• **READING TEXT**:
One of the biggest hurdles in the transition between moving from the local video store to an online streaming service in terms of movie consumption is the lack of the personal touch. Sure, video store employees weren’t perfect (and, yeah, some of us were snobs that would look talk about you behind your back for renting the latest Adam Sandler movie), but in a good video store, you could generally count on a well-stocked “staff picks” area for recommendations or, if the time allowed, a chat with the clerk themselves who could take your tastes into consideration and then point out something on the shelves that you may otherwise not notice.
The “staff picks” shelves may be dwindling and the need to hand over your membership card to a human being may be gone entirely, but streaming services still have the opportunity to take human tastes, rather than mathematical algorithms, into consideration when pointing out what’s worth a watch. In fact, there’s even more of an opportunity here – instead of getting recommendations from a local video clerk, there’s the chance to have films brought to your attention by bigger names in the filmmaking and film writing arenas.
Curiously, this seems to be a trend currently embraced only by some of the smaller services. Hulu, Netflix and Amazon Prime don’t currently offer anything like this, instead relying on random section labels and your efforts in cruising around their often-complicated interfaces in order to determine what’s worth watching. It is, to my eyes, a huge missed opportunity, as these are clearly services that could afford the involvement of lists curated by well-known folks from which viewers would gladly take recommendations.

• **RECORDS FOR THIS TASK**:

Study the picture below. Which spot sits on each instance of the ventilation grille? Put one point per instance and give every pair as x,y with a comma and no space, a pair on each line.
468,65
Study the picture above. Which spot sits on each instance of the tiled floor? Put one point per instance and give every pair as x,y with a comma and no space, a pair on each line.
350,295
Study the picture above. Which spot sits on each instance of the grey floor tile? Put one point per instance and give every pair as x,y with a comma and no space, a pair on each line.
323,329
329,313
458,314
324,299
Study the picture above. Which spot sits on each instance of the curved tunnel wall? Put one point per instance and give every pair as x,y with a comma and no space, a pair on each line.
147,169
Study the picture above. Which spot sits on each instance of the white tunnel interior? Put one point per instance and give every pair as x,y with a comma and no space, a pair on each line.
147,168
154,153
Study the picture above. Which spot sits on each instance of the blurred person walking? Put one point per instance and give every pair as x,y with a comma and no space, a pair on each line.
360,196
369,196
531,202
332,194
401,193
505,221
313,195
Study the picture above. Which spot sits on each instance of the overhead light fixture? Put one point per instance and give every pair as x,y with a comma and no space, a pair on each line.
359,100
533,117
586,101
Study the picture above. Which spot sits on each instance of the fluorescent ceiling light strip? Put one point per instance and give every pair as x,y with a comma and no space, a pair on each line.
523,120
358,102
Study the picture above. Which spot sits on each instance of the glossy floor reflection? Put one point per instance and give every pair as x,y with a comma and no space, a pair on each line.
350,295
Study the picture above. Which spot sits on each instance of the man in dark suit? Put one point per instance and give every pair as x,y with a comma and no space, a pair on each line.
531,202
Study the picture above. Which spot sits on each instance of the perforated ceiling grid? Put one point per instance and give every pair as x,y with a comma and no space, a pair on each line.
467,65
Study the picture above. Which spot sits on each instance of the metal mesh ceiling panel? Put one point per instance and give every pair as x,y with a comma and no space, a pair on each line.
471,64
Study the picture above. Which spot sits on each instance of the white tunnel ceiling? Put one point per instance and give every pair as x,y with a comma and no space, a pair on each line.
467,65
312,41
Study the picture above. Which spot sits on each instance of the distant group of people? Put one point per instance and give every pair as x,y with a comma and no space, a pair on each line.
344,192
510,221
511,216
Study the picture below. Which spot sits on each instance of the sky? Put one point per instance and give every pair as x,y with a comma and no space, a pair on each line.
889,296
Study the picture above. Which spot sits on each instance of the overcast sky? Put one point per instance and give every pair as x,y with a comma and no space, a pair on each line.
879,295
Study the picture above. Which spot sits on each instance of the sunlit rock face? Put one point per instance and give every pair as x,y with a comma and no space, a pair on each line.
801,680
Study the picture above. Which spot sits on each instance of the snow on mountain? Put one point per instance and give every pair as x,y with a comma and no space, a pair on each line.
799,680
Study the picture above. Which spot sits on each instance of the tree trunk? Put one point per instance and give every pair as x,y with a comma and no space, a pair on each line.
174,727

• **TASKS TO PERFORM**:
(a) Rewrite the part of the streaming article starting with "Curiously, this seems" and going on through "gladly take recommendations.", putting "YouTube" in place of "Netflix".
(b) Show every line of the records that contains the string "below".
The streaming article and the records come from unrelated sources.

• **TASK-BY-TASK OUTPUTS**:
(a)
Curiously, this seems to be a trend currently embraced only by some of the smaller services. Hulu, YouTube and Amazon Prime don’t currently offer anything like this, instead relying on random section labels and your efforts in cruising around their often-complicated interfaces in order to determine what’s worth watching. It is, to my eyes, a huge missed opportunity, as these are clearly services that could afford the involvement of lists curated by well-known folks from which viewers would gladly take recommendations.

(b)
Study the picture below. Which spot sits on each instance of the ventilation grille? Put one point per instance and give every pair as x,y with a comma and no space, a pair on each line.
Study the picture below. Which spot sits on each instance of the sky? Put one point per instance and give every pair as x,y with a comma and no space, a pair on each line.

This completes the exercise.